**DETALHES DO EXERCÍCIO**
Reescreva os registros abaixo trocando "photo" por "image" em todos eles, sem mudar mais nada. Não inclua as imagens na resposta.

**REGISTROS DE DADOS**
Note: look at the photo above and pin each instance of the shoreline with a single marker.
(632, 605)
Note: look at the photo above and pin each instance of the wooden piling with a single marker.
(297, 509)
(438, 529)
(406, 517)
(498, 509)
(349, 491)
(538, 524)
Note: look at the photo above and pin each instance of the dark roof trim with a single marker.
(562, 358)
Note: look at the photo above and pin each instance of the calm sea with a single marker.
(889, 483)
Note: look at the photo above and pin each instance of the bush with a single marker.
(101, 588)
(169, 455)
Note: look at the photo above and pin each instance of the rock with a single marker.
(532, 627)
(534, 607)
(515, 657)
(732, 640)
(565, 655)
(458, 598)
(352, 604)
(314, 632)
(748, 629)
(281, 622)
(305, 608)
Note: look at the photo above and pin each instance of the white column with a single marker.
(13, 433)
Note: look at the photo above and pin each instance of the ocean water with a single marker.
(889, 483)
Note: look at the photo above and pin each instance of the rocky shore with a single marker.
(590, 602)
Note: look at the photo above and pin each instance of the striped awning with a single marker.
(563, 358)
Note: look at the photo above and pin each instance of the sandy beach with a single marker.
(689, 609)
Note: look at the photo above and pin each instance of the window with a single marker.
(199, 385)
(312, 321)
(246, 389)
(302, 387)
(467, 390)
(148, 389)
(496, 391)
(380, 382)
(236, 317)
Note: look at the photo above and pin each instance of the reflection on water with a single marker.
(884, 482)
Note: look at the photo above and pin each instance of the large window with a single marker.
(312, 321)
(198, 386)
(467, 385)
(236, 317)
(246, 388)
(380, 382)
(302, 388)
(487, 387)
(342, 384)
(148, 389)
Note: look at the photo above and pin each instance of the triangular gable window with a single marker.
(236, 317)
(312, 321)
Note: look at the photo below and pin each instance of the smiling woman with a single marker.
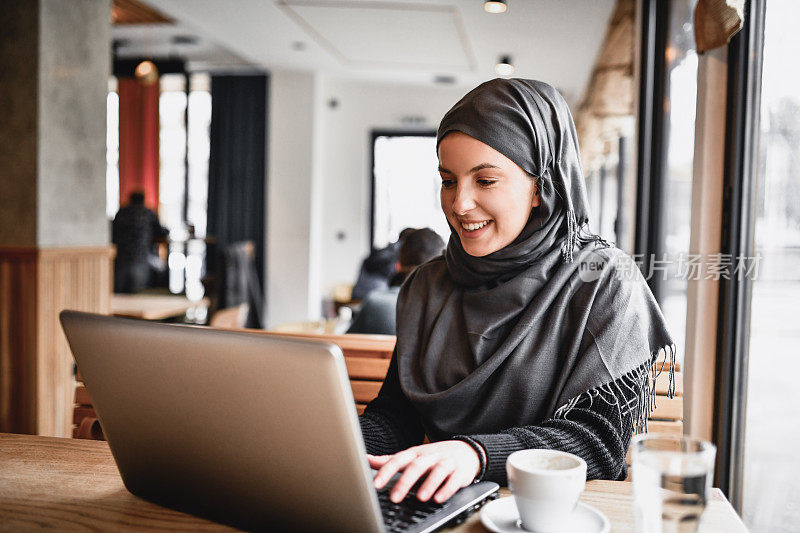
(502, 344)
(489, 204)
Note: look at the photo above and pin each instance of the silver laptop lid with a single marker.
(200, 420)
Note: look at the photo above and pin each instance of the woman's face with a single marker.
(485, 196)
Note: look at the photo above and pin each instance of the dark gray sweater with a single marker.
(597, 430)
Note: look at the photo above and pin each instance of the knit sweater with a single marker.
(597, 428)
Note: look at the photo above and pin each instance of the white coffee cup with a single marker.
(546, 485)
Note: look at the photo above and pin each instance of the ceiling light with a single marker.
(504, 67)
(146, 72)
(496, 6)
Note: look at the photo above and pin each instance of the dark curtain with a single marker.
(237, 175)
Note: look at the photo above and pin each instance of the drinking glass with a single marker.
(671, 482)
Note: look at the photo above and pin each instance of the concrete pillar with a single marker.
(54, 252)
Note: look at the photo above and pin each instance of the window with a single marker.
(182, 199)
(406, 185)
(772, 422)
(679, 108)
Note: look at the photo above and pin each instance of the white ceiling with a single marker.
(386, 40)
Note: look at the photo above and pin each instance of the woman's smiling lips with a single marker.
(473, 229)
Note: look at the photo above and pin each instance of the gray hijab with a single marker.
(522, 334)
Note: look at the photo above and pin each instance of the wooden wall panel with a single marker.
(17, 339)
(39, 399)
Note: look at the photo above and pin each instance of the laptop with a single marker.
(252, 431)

**RESULTADO DA TAREFA**
Note: look at the image above and pin each instance of the shoreline with a single marker.
(632, 605)
Note: look at the image above and pin each instance of the wooden piling with a single marker.
(297, 509)
(438, 529)
(406, 517)
(498, 509)
(349, 491)
(538, 524)
Note: look at the image above and pin each instance of the dark roof trim with a single marker.
(562, 358)
Note: look at the image above and pin each instance of the calm sea with a single marker.
(889, 483)
Note: look at the image above and pin each instance of the bush with a single marker.
(101, 588)
(169, 455)
Note: look at the image above and pin each instance of the rock with a single marker.
(532, 627)
(534, 607)
(515, 657)
(732, 640)
(565, 655)
(458, 598)
(352, 604)
(314, 632)
(748, 629)
(281, 622)
(305, 608)
Note: look at the image above and pin each instance of the white column with a single marker.
(13, 433)
Note: look at the image above and pin each instance of the ocean water with a single marker.
(889, 483)
Note: look at the image above and pin each instance of the rocky shore with a single marker.
(590, 602)
Note: look at the image above and pin each instance of the striped awning with a single marker.
(563, 358)
Note: look at the image above and pin each instance of the sandy beach with a single marker.
(689, 609)
Note: look at the image above and pin each instance of the window with a single marker.
(199, 385)
(312, 321)
(246, 389)
(302, 387)
(467, 390)
(148, 389)
(496, 391)
(380, 382)
(236, 317)
Note: look at the image above and pin each instance of the reflection on water with a single marker.
(884, 482)
Note: look at the image above and pin each instance of the large window with a single marker.
(312, 321)
(198, 386)
(467, 385)
(236, 317)
(246, 388)
(380, 382)
(302, 388)
(487, 387)
(342, 384)
(148, 389)
Note: look at the image above and pin each instance of the triangular gable window with a single marker.
(236, 317)
(312, 321)
Note: look at the image below and pin each instance of the smiling woman with a single marker.
(502, 344)
(489, 204)
Note: look at the image above and pin each instance of the silver laptop lid with a single marker.
(200, 420)
Note: look at the image above and pin each instance of the woman's face with a single marker.
(485, 196)
Note: look at the image above and pin each instance of the dark gray sweater with a single marker.
(597, 430)
Note: look at the image above and pin each instance of the knit sweater with a single marker.
(597, 428)
Note: look at the image above and pin each instance of the white coffee cup with a single marker.
(546, 485)
Note: look at the image above and pin each instance of the ceiling light with a single marker.
(504, 67)
(146, 72)
(496, 6)
Note: look at the image above and pin each instance of the dark curtain with a single marker.
(237, 175)
Note: look at the image above and pin each instance of the drinking glass with a single marker.
(671, 482)
Note: look at the image above and pin each instance of the concrete pillar with a single marker.
(54, 252)
Note: look at the image above and pin each instance of the window with a single marker.
(182, 199)
(406, 185)
(772, 422)
(679, 108)
Note: look at the image above and pin each instance of the white ceiling with a single marker.
(386, 40)
Note: look at the image above and pin each instance of the woman's smiling lips with a single marker.
(473, 229)
Note: look at the image above and pin each instance of the gray hijab with a single marker.
(522, 334)
Note: look at the image above and pin each instance of the wooden wall panel with a single marker.
(17, 339)
(39, 399)
Note: look at the image above and pin each instance of the laptop with a single marker.
(252, 431)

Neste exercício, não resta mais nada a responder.